Problem description
I'd like the full listing transcribed exactly, with no images included.
▽
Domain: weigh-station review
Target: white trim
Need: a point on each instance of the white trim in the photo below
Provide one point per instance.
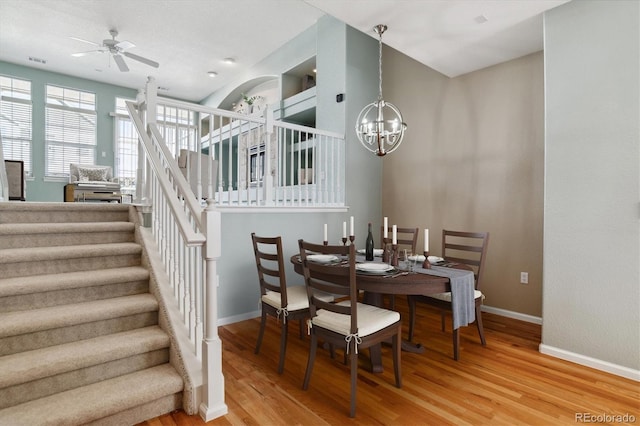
(237, 318)
(598, 364)
(512, 314)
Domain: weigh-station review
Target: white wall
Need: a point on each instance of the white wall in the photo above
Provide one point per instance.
(591, 282)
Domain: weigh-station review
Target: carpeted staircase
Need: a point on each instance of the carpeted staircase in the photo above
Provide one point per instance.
(80, 336)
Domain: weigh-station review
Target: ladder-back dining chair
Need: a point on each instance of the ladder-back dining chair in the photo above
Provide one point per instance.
(467, 248)
(277, 300)
(347, 322)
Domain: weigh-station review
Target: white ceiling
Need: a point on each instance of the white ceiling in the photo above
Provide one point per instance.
△
Solved problem
Domain: weigh-station review
Target: white trim
Need: a point on each instance of the white trim in the photo below
Provide one point per instance.
(237, 318)
(598, 364)
(512, 314)
Domain: weigh-station review
Target: white wall
Need: a point on each instance of the white wall in the photo above
Provide one point per instance.
(591, 282)
Domain: weigh-station review
Target: carpeted staircase
Need: a point on each instance of the carpeted staircase in the photo above
Provide one point per instance.
(80, 336)
Domain: weigh-station review
Target: ladder-back dining chair
Need: a point on each instance of the ladder-back dining chair in the photo above
Provide one point per instance.
(467, 248)
(277, 300)
(347, 322)
Domain: weigh-station review
Target: white ceiling
Need: a point on each instance of the white ceiling in the photo above
Provide one point per instance.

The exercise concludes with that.